__Directive 1__
Pull out each line of the records that contains the string "green".

__Excerpt provided__
Yu Xin (513 - 581) was a noted poet; no further information on his Yue Guo Gong Ji. Zhang Dai (1599 - 1684?), nicknamed Tao'an, was a noted writer and qin player. Huang Sheng (also 17th c.) was a writer from 歙縣 She county in Anhui.

2. Chen Tuan (陳摶 906 [some sources say 871!] - 989) Two images of Chen Tuan    
Chen Tuan (42618.1012; also .1013) was style named 圖南 Tunan, self-nicknamed 扶搖子 Fu Yaozi; as mentioned in the lyrics here he was also called 陳希夷 Chen Xiyi, referring to the title Master of the Inaudible and Invisible, bestowed upon him in 984 (希夷先生 Xiyi Xiansheng; 9025.26 希夷 xiyi: 無聲曰希,無色曰夷,為道之本體也。 Xi is what cannot be heard; yi is what cannot be seen. The name thus refers to the basic structure of the Dao. It also suggests longevity, hence 希夷﹕靈芝也 a longevity plant, perhaps a phantasmagoric mushroom. Sources of information on Chen Tuan include Livia Kohn's online Chen Tuan: Discussions and Translations (Three Pines Press) as well as The Life and Teachings of Two Immortals, Volume II: Chen Tuan (SevenStar Communications, 1993; Volume I is Kou Hong, a rather strange romanization of Ge Hong, putting the author's reliability into question). There is a brief note on Chen Tuan in Wikipedia. And Feng Menglong wrote a story about him in 喻世明言 Yushi Mingyan (translated, see Story 14: Chen Xiyi Rejects Four Appointments....; pp.240-251).

Records of labeled boxes:
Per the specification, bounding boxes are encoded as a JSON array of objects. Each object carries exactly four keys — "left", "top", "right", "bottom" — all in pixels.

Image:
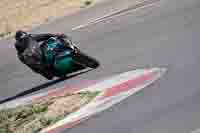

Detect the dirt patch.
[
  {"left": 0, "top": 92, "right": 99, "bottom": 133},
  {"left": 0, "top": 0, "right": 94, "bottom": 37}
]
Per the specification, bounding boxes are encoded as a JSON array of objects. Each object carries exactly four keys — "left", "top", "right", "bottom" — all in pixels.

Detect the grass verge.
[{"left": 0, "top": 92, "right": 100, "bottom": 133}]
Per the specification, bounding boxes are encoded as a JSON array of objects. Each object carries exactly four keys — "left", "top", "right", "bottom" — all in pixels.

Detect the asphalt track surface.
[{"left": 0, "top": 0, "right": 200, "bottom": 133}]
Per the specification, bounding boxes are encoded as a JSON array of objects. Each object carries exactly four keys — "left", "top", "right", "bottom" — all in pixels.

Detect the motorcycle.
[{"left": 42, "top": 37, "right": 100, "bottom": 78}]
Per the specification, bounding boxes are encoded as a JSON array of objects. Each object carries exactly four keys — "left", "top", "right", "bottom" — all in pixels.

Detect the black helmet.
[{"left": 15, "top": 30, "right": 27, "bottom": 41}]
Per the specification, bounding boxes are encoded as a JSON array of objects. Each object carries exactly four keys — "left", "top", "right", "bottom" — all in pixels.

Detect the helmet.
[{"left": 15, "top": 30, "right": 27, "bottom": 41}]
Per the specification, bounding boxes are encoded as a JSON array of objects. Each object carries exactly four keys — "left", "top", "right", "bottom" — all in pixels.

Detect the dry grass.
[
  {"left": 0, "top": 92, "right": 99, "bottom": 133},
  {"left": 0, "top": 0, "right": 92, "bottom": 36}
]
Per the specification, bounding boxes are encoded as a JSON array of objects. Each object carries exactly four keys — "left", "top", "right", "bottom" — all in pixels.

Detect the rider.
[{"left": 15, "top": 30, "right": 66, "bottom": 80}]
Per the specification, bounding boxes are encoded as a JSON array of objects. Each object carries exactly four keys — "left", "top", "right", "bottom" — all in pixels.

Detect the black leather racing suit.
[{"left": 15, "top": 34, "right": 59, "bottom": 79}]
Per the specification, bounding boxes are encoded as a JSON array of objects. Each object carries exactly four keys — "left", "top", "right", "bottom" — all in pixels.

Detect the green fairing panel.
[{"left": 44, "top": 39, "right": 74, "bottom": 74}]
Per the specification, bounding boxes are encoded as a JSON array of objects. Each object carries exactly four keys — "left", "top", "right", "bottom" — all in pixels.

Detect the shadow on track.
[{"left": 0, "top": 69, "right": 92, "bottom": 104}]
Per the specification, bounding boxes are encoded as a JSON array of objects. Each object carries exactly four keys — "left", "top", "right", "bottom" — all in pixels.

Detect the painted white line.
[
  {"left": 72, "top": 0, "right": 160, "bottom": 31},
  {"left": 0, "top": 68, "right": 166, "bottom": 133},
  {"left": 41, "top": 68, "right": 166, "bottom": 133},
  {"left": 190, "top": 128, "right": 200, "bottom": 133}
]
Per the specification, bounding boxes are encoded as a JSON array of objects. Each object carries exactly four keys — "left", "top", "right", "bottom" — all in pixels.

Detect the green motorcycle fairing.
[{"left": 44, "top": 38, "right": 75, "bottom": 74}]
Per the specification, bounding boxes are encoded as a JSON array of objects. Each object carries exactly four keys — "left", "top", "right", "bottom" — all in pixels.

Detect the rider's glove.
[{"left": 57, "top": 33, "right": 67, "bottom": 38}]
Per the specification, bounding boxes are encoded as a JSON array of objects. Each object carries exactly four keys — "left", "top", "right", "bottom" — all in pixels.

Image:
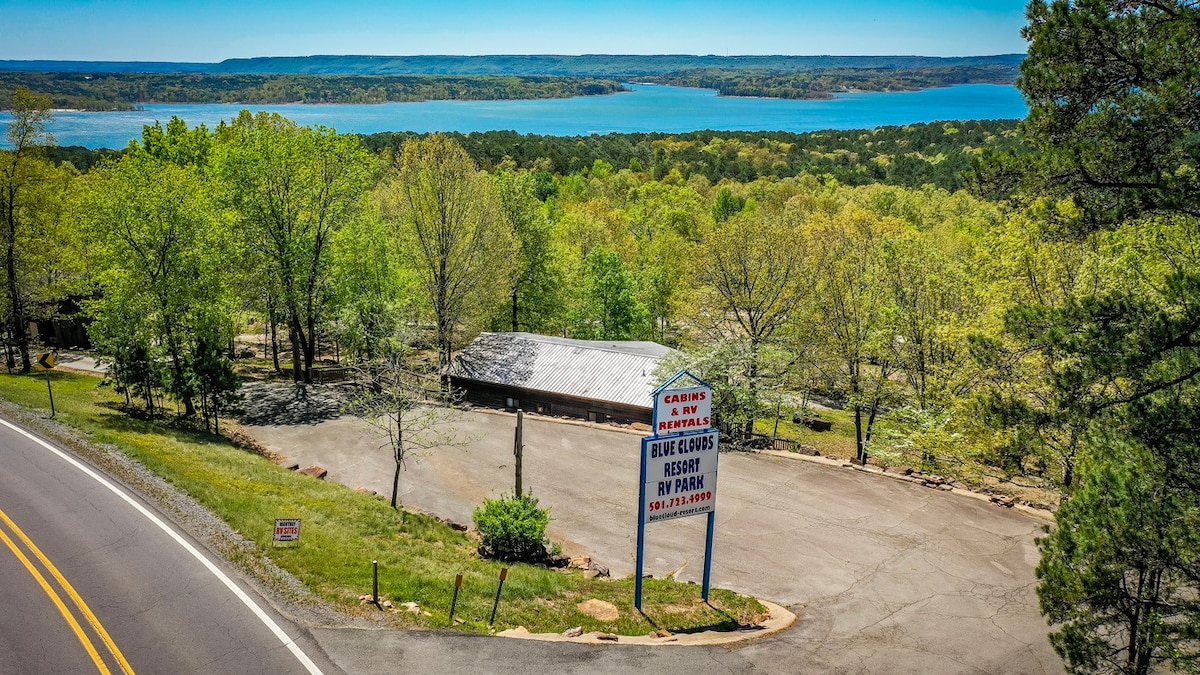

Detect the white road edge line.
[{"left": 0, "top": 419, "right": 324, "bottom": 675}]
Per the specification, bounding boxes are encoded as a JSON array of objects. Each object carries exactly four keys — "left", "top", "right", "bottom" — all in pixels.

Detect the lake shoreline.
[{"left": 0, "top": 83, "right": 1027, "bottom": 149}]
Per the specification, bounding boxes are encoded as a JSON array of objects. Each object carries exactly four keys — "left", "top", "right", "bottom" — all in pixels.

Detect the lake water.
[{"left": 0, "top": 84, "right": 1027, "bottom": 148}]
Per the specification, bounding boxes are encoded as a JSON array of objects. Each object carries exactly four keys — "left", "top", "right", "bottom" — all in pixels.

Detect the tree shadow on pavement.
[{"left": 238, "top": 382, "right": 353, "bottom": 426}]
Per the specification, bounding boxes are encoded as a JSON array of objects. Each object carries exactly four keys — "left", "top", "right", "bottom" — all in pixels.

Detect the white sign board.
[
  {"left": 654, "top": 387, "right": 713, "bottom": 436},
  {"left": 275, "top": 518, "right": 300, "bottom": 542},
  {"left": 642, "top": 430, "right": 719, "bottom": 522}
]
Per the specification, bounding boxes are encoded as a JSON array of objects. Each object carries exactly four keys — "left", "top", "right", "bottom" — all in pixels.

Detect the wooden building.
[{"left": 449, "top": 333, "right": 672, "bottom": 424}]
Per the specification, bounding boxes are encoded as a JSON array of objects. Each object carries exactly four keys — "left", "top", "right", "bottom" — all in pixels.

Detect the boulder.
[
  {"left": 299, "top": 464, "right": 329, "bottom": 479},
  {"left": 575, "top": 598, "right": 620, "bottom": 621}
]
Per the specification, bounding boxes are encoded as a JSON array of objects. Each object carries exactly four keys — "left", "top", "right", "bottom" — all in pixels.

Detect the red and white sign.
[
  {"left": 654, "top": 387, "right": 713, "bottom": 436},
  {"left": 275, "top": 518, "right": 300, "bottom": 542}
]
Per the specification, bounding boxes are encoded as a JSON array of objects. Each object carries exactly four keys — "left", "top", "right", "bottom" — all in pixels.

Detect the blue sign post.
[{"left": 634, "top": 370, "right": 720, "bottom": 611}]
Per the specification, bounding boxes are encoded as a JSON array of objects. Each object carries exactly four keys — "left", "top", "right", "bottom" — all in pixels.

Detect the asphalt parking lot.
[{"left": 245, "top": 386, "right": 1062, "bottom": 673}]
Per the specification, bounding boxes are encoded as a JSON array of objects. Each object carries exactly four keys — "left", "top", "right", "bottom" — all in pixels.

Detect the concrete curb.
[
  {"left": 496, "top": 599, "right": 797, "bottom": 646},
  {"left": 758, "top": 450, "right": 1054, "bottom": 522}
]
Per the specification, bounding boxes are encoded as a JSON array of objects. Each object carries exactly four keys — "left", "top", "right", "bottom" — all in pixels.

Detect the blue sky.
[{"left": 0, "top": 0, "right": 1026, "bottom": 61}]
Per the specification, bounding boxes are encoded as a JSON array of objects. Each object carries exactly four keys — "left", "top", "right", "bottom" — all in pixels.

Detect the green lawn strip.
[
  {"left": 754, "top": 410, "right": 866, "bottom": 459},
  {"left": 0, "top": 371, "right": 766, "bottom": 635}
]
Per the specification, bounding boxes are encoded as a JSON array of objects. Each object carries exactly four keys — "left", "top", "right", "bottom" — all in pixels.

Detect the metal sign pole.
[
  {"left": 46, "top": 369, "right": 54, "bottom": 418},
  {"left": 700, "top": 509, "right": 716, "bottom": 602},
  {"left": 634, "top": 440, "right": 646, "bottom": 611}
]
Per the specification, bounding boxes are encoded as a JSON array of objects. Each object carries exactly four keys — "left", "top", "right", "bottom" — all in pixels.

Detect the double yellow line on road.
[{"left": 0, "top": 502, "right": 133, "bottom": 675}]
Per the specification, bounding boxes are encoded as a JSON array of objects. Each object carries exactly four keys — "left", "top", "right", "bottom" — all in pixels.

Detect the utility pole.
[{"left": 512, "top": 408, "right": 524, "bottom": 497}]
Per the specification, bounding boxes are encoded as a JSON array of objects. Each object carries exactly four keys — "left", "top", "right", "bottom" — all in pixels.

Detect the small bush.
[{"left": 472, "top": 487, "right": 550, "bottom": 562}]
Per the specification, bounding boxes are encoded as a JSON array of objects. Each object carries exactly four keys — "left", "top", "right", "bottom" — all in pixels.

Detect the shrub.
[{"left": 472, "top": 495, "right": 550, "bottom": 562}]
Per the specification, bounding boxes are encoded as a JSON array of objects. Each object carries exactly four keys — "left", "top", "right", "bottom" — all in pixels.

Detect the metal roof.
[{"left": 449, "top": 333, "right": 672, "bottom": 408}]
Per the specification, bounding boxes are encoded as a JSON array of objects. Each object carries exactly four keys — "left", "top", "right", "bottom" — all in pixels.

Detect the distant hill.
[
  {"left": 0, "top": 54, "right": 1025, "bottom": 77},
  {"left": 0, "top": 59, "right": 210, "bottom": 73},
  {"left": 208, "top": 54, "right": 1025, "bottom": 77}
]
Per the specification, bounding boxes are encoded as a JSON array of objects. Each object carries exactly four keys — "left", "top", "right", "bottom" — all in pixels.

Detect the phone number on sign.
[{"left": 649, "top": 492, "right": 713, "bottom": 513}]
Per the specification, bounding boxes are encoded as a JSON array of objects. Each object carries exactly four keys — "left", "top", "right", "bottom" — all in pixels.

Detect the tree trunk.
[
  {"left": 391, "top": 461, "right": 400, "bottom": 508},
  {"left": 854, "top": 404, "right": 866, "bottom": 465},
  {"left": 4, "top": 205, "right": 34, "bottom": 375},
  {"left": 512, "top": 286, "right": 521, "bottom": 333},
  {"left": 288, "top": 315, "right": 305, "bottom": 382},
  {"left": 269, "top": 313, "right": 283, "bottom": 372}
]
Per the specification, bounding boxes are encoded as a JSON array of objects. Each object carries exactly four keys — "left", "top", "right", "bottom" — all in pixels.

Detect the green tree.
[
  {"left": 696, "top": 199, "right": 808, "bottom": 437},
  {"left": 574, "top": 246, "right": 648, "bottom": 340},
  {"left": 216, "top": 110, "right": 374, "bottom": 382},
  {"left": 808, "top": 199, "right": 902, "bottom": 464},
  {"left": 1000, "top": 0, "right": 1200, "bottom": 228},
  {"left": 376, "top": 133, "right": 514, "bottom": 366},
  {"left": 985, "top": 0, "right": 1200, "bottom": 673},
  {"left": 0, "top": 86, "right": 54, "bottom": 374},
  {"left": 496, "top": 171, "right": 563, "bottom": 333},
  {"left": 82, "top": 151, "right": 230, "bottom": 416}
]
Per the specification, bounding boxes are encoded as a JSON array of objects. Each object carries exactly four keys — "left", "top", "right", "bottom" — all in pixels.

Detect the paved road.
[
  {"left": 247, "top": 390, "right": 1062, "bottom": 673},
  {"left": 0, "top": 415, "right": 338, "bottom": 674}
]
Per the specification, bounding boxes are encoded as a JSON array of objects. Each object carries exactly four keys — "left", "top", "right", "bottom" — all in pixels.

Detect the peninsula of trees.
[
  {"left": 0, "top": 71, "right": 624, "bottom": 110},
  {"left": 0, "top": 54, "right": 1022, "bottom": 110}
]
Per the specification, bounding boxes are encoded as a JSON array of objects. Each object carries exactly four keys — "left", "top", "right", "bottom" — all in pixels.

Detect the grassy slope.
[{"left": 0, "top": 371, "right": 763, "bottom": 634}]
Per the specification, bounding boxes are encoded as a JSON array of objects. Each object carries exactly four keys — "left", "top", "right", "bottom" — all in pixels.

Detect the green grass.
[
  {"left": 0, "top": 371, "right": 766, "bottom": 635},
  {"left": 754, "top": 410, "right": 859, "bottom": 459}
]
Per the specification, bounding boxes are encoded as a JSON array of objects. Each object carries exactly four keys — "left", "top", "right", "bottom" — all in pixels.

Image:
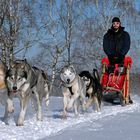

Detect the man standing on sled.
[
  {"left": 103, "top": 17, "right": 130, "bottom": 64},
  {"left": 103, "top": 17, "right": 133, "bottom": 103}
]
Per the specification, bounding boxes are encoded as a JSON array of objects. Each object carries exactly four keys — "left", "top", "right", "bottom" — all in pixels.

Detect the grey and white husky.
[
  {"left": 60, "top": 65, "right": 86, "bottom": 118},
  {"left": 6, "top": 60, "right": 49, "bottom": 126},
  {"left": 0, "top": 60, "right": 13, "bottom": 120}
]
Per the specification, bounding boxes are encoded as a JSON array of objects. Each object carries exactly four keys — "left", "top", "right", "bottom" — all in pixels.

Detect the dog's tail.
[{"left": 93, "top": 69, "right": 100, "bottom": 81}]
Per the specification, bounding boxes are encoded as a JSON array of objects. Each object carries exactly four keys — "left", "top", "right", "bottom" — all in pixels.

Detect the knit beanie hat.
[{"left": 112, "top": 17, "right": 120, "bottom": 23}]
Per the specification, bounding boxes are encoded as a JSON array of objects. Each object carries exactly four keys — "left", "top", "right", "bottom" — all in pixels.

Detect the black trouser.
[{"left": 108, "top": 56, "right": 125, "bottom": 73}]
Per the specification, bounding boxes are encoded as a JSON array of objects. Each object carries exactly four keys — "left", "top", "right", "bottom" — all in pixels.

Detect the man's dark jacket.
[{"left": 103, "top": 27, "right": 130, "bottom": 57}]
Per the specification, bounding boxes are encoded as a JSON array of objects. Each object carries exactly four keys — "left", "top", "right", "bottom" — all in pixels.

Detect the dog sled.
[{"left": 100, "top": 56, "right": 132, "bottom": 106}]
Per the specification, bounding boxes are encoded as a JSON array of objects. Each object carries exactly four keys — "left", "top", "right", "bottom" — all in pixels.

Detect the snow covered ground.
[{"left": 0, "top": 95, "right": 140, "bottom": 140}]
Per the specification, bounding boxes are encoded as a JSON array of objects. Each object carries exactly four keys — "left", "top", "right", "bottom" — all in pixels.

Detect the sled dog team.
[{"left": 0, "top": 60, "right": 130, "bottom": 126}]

__Directive 2__
Put this sentence from the excerpt about Chen Tuan into Spanish: "Zhang Dai (1599 - 1684?), nicknamed Tao'an, was a noted writer and qin player."

__Written response 1__
Detect the green fairing panel.
Detect the green motorcycle fairing.
Detect the green lawn strip.
Detect the green tree.
Detect the green grass.

__Written response 2__
Zhang Dai (1599 - 1684?), apodado Tao'an, fue un destacado escritor e intérprete de qin.